BRIEF:
Retype the listing character for character, starting at its first line and ending with the line that contains "131L162 137L185 136L189", including that line.

EXERCISE INPUT:

== Segment start ==

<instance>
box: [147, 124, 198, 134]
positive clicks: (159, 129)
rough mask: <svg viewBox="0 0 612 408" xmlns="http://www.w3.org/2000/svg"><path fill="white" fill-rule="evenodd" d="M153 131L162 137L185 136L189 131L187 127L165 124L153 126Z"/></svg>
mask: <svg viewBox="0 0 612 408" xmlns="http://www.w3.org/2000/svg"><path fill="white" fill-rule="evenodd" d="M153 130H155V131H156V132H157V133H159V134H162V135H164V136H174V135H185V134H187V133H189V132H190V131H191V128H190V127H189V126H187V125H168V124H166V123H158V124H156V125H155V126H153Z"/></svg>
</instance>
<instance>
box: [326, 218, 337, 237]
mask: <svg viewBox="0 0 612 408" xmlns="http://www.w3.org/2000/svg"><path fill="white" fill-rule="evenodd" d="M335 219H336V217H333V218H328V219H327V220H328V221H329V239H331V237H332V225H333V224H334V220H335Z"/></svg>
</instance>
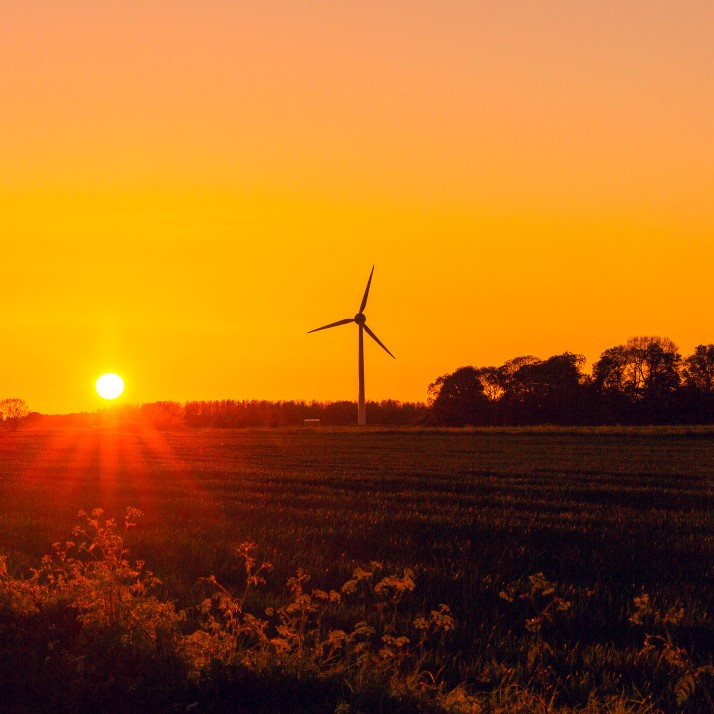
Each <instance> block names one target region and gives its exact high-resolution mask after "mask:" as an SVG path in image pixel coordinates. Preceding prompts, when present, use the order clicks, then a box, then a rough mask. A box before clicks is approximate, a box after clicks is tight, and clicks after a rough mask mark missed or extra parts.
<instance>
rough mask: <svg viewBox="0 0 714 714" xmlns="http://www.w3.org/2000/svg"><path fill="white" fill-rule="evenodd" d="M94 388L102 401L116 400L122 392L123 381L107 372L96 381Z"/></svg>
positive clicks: (112, 374)
mask: <svg viewBox="0 0 714 714" xmlns="http://www.w3.org/2000/svg"><path fill="white" fill-rule="evenodd" d="M96 387H97V394H98V395H99V396H100V397H102V399H116V398H117V397H118V396H120V395H121V393H122V392H123V391H124V380H123V379H122V378H121V377H120V376H119V375H118V374H114V373H113V372H107V374H103V375H102V376H101V377H100V378H99V379H98V380H97V384H96Z"/></svg>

== Segment end ==

REPLY TO THE EXERCISE:
<instance>
box: [147, 124, 198, 134]
positive clicks: (159, 129)
rough mask: <svg viewBox="0 0 612 408" xmlns="http://www.w3.org/2000/svg"><path fill="white" fill-rule="evenodd" d="M153 131L162 137L185 136L189 131L187 127L165 124L153 126Z"/></svg>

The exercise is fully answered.